>> BEGIN

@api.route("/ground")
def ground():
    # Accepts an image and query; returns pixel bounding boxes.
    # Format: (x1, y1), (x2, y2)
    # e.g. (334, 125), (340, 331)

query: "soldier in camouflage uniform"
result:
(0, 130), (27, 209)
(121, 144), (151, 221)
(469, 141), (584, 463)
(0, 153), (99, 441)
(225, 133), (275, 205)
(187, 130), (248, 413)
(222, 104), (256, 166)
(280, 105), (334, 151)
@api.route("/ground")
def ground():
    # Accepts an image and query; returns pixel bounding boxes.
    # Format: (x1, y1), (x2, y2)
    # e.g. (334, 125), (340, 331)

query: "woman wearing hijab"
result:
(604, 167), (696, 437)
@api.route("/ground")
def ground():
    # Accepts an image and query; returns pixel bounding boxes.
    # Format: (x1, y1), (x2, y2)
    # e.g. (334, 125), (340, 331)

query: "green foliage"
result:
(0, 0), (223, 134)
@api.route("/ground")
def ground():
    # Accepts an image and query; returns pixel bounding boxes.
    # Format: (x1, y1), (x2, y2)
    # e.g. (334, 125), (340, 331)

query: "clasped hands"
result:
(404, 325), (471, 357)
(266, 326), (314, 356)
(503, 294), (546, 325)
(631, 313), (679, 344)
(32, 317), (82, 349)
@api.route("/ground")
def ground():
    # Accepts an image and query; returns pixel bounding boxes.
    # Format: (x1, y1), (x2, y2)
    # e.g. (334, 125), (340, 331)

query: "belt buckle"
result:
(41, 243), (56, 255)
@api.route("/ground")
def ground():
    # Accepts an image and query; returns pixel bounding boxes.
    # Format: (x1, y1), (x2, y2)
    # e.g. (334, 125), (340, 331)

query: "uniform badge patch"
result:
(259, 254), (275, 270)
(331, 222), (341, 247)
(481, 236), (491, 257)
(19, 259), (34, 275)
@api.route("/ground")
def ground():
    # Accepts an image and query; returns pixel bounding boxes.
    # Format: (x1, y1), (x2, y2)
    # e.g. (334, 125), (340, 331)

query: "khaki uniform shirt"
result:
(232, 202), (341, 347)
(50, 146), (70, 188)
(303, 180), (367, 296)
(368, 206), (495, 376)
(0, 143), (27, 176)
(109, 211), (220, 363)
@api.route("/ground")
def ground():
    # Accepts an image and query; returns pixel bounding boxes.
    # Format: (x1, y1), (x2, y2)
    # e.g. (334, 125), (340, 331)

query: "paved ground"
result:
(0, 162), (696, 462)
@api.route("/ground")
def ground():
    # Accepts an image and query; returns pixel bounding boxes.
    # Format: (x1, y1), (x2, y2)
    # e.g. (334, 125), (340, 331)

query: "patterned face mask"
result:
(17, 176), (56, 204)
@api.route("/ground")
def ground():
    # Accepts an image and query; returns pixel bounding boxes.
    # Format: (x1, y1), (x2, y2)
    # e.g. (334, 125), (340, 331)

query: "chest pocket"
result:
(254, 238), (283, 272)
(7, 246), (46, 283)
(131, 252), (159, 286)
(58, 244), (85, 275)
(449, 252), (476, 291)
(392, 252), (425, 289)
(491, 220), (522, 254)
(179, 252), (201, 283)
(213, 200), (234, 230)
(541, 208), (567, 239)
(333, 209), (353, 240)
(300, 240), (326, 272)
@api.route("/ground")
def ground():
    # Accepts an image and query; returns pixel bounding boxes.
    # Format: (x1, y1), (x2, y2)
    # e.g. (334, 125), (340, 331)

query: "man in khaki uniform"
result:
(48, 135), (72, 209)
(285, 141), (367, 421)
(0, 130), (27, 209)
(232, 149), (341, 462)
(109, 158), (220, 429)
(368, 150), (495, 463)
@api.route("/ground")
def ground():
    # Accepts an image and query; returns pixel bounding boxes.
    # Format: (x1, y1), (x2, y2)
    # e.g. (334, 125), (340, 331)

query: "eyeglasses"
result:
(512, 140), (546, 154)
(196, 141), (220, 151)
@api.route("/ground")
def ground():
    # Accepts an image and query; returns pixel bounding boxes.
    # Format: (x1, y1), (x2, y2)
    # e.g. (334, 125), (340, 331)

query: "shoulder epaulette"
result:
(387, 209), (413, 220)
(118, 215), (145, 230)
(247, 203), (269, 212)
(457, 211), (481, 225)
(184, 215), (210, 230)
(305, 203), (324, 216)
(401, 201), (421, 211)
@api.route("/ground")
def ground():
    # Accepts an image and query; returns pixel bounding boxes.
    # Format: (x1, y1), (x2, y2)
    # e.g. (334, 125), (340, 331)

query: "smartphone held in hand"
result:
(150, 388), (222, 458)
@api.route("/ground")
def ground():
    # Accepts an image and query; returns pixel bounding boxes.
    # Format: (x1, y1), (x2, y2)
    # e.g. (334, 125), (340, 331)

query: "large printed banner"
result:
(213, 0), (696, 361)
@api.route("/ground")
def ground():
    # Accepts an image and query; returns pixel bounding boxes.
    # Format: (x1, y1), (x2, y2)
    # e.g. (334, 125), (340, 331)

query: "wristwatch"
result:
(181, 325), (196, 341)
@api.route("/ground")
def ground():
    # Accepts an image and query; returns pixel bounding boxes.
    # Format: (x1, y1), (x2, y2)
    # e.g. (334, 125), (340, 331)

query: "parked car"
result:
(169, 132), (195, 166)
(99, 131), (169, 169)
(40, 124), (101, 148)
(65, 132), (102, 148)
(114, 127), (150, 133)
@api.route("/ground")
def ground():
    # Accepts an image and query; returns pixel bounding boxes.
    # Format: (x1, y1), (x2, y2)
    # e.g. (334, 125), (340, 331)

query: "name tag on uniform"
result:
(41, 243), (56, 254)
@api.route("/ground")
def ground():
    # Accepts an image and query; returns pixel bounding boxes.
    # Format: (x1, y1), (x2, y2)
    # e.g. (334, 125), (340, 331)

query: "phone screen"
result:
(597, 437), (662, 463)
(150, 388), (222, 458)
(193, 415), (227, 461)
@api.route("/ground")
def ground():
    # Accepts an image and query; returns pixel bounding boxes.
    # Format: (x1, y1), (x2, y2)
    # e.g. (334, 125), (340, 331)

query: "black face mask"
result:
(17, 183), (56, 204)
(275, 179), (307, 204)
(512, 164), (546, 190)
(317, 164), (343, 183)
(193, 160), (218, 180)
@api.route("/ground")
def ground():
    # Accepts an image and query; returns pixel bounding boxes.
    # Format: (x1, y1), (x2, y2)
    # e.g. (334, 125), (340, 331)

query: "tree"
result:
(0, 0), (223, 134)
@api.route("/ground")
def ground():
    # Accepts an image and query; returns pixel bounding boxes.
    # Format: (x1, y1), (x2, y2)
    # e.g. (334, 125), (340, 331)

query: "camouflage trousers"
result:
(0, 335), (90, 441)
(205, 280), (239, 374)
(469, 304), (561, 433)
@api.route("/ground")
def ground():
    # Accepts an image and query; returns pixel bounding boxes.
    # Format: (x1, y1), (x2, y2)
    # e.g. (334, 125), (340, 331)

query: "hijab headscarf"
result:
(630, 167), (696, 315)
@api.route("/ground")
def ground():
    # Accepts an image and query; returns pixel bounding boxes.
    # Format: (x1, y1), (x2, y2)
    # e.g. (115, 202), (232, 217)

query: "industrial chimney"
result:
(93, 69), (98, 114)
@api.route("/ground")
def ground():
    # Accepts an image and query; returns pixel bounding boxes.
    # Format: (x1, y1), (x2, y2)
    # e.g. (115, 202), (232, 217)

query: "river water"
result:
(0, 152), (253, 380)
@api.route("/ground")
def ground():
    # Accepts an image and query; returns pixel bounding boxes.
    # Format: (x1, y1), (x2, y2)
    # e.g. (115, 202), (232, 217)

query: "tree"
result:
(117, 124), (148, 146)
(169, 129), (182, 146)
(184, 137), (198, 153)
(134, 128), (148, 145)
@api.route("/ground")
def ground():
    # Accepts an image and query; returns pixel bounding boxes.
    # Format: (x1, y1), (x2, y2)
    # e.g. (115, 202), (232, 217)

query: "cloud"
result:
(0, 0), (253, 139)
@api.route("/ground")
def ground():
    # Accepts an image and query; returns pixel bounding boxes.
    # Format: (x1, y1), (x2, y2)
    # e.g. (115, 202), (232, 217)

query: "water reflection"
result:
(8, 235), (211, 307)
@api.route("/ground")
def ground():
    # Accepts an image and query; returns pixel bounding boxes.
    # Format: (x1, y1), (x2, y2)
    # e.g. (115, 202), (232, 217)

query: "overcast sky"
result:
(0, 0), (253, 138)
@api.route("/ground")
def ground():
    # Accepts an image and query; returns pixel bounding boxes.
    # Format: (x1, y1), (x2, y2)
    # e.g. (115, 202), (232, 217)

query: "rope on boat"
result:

>> END

◆ OBJECTIVE ◆
Extract the stretch of the records from the start through the line that contains "(604, 167), (696, 437)", and reproduce those lines exactly, both ends included.

◆ COMPLETE OUTPUT ◆
@api.route("/ground")
def ground():
    # Accepts an image and query; returns pixel bounding boxes.
    # Format: (x1, y1), (x2, y2)
    # e.g. (334, 125), (340, 331)

query: "soldier in camouflage uniform"
result:
(0, 130), (27, 209)
(121, 144), (151, 221)
(469, 141), (584, 463)
(0, 153), (99, 441)
(225, 133), (275, 205)
(187, 130), (248, 413)
(222, 104), (256, 166)
(280, 105), (334, 151)
@api.route("/ground")
def ground():
    # Accepts an image and query; returns pixel bounding boxes.
    # Format: (x1, y1), (x2, y2)
    # e.g. (334, 125), (340, 331)

query: "woman wearing hijab"
result:
(604, 167), (696, 437)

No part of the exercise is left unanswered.